Some records:

★ ★ ★ ★

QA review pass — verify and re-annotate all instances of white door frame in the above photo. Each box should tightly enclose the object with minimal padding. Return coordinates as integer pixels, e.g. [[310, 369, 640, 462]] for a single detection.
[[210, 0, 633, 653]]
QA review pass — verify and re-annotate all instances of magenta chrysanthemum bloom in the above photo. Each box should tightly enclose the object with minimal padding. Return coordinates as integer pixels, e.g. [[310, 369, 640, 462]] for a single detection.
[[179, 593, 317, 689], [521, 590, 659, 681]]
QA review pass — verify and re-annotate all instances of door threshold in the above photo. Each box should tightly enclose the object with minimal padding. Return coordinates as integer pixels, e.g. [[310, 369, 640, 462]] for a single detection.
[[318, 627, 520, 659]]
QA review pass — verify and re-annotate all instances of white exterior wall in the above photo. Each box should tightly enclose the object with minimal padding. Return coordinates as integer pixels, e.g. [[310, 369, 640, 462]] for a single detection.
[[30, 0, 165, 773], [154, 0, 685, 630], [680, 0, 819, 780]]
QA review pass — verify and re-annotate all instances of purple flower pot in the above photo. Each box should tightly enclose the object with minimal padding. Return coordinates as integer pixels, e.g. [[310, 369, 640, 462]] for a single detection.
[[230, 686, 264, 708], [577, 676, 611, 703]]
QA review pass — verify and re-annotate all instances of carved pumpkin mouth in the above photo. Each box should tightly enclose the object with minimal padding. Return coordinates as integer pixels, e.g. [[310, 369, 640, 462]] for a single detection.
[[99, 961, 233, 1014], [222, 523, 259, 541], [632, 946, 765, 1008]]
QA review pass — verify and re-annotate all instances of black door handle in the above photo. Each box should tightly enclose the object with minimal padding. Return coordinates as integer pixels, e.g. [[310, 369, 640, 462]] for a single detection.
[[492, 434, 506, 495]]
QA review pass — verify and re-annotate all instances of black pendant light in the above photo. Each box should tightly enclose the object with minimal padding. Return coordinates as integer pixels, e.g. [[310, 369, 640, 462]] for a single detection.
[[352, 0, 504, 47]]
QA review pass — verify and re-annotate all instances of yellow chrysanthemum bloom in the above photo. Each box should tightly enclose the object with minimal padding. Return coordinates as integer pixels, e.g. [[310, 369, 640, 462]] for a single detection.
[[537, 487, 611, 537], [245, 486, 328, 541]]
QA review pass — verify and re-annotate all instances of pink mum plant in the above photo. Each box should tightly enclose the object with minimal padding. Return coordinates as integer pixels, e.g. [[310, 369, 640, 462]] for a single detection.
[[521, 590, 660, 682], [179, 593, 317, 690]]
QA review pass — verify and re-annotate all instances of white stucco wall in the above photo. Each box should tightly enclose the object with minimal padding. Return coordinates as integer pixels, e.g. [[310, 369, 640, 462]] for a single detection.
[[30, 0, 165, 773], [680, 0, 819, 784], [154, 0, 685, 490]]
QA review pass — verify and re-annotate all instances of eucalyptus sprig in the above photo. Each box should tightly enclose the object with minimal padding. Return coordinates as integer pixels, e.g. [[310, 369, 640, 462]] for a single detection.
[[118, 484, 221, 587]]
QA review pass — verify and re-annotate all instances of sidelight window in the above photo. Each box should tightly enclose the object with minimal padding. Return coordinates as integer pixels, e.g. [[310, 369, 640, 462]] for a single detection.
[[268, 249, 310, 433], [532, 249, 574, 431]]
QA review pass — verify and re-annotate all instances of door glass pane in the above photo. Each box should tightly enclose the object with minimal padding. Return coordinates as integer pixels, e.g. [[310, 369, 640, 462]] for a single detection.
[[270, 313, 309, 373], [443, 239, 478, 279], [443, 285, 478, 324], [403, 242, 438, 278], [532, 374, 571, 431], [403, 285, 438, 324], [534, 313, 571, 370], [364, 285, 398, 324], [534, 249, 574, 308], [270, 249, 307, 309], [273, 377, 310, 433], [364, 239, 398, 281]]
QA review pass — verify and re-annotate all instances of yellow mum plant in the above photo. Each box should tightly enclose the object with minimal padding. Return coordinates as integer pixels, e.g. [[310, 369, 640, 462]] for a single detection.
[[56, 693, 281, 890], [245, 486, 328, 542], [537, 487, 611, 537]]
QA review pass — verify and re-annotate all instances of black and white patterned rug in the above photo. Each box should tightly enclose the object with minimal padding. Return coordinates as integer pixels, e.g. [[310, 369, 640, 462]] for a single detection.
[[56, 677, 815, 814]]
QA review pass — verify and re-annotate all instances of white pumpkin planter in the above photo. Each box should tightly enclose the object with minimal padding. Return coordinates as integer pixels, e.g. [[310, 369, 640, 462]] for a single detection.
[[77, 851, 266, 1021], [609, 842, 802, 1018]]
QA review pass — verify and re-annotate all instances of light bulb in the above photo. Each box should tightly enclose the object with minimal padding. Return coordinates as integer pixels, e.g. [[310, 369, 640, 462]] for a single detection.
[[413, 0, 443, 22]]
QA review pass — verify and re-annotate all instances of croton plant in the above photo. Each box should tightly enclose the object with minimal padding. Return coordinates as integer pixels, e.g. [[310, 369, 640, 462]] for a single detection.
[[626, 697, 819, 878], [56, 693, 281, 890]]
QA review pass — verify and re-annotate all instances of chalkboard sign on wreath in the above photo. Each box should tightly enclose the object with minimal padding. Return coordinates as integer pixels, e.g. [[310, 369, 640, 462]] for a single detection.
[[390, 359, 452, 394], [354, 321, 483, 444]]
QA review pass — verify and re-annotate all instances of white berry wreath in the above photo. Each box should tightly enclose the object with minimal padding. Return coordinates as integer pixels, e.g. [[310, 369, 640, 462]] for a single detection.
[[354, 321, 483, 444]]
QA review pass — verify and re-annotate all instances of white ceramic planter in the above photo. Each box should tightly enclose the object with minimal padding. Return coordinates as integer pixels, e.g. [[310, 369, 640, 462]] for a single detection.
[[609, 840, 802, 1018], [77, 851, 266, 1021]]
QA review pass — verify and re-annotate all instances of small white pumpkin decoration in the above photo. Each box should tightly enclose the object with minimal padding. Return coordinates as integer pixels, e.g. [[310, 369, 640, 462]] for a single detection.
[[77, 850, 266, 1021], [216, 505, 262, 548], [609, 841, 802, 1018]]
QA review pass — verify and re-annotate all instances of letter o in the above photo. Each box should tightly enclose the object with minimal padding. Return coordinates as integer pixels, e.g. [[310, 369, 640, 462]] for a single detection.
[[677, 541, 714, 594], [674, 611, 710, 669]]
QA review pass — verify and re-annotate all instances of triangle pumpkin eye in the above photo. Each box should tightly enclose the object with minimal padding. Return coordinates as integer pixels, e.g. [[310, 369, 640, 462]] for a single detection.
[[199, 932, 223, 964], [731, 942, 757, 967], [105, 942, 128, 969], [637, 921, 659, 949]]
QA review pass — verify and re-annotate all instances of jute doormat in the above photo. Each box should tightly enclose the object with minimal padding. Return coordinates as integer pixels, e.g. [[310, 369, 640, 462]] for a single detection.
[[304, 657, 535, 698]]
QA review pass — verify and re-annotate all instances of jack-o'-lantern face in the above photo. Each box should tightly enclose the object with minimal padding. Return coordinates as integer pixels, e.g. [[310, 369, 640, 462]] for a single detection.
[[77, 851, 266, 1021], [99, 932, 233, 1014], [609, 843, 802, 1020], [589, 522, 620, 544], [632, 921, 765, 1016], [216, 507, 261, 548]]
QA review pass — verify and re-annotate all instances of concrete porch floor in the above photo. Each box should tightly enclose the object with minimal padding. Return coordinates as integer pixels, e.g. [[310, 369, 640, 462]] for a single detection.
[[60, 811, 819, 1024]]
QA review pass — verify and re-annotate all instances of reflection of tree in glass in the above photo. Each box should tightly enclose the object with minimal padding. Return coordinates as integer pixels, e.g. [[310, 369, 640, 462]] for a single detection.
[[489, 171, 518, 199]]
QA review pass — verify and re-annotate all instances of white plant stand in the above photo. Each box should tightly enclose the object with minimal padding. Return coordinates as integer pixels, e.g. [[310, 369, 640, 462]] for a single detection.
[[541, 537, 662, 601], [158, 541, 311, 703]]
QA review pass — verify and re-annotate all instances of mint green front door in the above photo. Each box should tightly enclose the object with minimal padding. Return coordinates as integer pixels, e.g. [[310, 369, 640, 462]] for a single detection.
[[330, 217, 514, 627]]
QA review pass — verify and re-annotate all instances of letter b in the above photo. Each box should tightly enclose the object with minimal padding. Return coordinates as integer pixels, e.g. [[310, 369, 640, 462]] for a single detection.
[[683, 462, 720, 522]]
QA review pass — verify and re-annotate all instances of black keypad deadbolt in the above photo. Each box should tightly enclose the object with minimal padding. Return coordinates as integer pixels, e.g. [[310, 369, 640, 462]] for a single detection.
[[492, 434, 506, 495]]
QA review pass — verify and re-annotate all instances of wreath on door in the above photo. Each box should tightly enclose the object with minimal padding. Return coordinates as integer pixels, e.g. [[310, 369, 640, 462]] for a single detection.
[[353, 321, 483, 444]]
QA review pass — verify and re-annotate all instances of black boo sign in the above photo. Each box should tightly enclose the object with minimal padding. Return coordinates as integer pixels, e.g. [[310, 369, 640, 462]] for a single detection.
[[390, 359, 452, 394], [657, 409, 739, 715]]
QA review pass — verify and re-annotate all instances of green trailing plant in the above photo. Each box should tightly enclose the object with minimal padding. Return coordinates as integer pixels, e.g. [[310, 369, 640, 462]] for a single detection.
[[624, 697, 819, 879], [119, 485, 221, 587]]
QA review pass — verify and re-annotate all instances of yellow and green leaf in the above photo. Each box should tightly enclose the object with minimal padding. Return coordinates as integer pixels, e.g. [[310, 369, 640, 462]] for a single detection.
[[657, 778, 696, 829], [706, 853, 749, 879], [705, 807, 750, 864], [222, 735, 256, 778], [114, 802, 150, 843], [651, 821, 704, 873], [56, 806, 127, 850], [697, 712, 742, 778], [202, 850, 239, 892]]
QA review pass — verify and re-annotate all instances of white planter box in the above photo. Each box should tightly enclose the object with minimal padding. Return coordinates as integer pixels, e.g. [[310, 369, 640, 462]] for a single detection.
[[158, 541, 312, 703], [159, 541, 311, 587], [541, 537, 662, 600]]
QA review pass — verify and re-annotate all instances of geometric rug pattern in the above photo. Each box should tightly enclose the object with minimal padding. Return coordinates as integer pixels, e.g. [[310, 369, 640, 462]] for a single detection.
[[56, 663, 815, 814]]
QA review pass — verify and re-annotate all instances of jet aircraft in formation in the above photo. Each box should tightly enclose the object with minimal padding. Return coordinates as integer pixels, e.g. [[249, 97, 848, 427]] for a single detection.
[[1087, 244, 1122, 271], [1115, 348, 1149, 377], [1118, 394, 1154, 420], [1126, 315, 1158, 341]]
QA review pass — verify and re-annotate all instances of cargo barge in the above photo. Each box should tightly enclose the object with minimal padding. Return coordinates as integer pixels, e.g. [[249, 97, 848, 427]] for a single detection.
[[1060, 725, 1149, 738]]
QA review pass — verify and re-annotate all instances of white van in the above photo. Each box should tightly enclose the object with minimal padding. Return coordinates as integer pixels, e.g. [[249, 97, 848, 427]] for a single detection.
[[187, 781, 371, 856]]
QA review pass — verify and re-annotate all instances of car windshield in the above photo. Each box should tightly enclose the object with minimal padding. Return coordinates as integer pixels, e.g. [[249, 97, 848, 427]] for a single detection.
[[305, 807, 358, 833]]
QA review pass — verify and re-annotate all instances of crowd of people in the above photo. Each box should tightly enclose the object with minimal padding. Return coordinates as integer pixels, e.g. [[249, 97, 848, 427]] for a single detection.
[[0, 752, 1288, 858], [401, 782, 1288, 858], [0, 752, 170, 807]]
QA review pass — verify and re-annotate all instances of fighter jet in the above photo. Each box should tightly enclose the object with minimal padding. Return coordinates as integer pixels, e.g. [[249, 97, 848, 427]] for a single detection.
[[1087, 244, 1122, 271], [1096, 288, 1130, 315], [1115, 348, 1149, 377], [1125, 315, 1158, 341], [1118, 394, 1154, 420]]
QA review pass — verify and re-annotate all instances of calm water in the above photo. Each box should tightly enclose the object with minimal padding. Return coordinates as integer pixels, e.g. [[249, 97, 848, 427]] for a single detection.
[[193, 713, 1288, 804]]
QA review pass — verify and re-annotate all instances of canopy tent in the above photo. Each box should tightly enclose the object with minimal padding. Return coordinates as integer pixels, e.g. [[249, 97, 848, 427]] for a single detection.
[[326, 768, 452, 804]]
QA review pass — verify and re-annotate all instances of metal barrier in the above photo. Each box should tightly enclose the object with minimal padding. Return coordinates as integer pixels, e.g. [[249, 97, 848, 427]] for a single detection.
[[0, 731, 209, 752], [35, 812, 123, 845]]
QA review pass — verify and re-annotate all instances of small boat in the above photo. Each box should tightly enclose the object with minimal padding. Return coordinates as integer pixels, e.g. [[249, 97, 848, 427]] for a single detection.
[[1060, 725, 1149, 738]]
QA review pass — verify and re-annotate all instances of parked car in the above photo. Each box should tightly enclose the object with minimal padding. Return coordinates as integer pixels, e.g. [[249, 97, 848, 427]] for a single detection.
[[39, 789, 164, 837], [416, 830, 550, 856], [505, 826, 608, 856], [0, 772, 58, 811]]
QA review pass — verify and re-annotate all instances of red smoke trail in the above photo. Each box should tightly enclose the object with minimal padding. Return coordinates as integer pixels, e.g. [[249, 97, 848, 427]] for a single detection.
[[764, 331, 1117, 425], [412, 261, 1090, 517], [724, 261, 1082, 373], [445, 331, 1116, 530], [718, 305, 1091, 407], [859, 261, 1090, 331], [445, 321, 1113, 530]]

★ ★ ★ ★

Problem → Pull out every line of the items above that contains the string "wall", treating uppercase and lowercase as different.

Solution →
QA review pass — verify and re-annotate all instances of white exterior wall in the above photo. Each box should tightly enclose the object with minimal padding. Return coordinates as integer pixels, e.g. [[310, 369, 640, 462]] for a single detection.
QA review pass — verify and re-annotate all instances of white stucco wall in the above photo. Each box should tightly enclose the object with minimal padding. Return coordinates as integer pixels, e.g. [[310, 369, 640, 462]] for a single detection.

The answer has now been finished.